The listing below must be reproduced in full, exactly as written.

§ **GIVEN DATA**
▼
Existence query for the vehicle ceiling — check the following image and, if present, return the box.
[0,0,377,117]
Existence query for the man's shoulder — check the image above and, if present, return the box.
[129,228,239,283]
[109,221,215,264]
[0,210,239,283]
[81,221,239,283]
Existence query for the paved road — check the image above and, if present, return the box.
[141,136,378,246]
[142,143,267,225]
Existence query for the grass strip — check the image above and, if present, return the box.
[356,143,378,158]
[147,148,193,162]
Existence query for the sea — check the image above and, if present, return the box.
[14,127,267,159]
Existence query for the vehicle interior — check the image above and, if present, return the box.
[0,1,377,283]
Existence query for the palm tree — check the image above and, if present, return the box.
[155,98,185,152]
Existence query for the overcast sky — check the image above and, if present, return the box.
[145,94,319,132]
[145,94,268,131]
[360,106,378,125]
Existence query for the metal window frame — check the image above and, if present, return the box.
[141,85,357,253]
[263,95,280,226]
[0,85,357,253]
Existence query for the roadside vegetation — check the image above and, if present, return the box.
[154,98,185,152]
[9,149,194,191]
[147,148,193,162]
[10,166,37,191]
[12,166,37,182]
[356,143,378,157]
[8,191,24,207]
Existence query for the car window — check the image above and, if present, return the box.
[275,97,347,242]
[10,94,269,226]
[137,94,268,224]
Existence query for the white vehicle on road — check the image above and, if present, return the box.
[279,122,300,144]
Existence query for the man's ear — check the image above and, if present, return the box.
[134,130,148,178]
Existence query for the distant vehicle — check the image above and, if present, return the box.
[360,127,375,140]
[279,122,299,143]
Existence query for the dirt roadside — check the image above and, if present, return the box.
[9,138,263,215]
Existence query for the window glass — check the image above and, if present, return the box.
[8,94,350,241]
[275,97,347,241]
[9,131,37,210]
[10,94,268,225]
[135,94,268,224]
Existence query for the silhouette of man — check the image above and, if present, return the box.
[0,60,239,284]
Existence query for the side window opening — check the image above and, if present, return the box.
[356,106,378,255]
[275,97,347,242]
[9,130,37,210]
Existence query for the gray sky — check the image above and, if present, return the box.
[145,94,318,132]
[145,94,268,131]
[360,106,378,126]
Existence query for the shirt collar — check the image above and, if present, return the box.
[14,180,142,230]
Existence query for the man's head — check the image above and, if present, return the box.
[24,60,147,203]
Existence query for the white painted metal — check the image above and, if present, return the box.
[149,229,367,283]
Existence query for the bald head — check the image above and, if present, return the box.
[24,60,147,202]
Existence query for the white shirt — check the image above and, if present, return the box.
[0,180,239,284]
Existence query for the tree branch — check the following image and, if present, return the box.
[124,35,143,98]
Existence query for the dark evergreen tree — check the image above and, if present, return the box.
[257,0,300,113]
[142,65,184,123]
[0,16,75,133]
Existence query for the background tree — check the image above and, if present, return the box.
▲
§ **ANSWER TO THIS EXERCISE**
Existence query for the vehicle ceiling — check the following image and, if present, return the box.
[0,0,377,117]
Existence query for the man's shoulder — check the image above and, if present, return the box.
[129,228,239,283]
[109,221,215,264]
[0,210,239,283]
[81,221,239,283]
Existence query for the paved road — check the image above and, if present, return the box.
[141,136,378,246]
[142,143,267,225]
Existence query for the grass strip — check the image above and, if present, return the box.
[356,143,378,158]
[147,148,193,162]
Existence query for the sea — check the image above and, if present, return the box.
[14,127,267,159]
Existence query for the vehicle interior — check the image above and, if present, return the box.
[0,1,377,283]
Existence query for the palm tree — check the image above and, if present, return the box.
[155,98,185,152]
Existence query for the overcast sky — check the image above and, if present, return the box.
[145,94,319,132]
[145,94,268,131]
[360,106,378,125]
Existence query for the metal window frame — check the image above and, if present, return the box.
[141,85,357,253]
[263,95,280,226]
[0,85,357,253]
Existence query for the roadside vegetation — check the image above and, if present, return the box.
[154,98,185,152]
[9,149,194,191]
[147,148,193,162]
[10,166,37,191]
[12,166,37,182]
[356,143,378,157]
[8,191,24,207]
Existence query for the car window — check the image above and, if present, return the box.
[275,97,347,242]
[10,94,269,226]
[137,94,268,224]
Existence query for the white vehicle on road — check the image above and, if present, return the box.
[279,122,300,144]
Existence query for the man's ear — check the image above and, if present, return the box.
[134,130,148,178]
Existence query for the distant vehicle — check the image above and, if present, return the box.
[360,127,375,140]
[279,122,299,143]
Existence query for the dirt roadside — check the image above and, if present, return the box.
[9,138,263,215]
Existence query for the window glass — check the image above and, if present, return the box.
[8,94,350,241]
[275,97,347,241]
[9,131,37,210]
[10,94,268,225]
[135,94,268,224]
Existence query for the silhouette of man — check the image above and, if present, return the box.
[0,60,239,284]
Existence query for the side window opening — check the image above and, if present, return the box.
[356,106,378,255]
[275,97,347,242]
[9,130,37,210]
Existence query for the gray sky — check the image above and, if present, return the box.
[145,94,318,132]
[145,94,268,131]
[360,106,378,126]
Existence query for the shirt collar — check the image above and, if present, return the box.
[14,180,142,230]
Existence query for the man's head — check the image above and, if present, return the box.
[24,60,147,203]
Existence query for the white painted metal — check the image above and, if present, return the box.
[149,229,367,283]
Existence query for the bald head — check the image above and, if present, return the box.
[24,60,147,202]
Existence query for the white shirt — check the image above and, if present, return the box.
[0,180,239,284]
Existence query for the tree branch — check the following image and, if present, return the box.
[124,35,143,98]
Existence query for the dark evergreen tree — check the image above and, if present, return the box.
[257,0,300,113]
[142,65,184,123]
[0,16,75,133]
Existence query for the background tree — check the image above and, if present, return the box.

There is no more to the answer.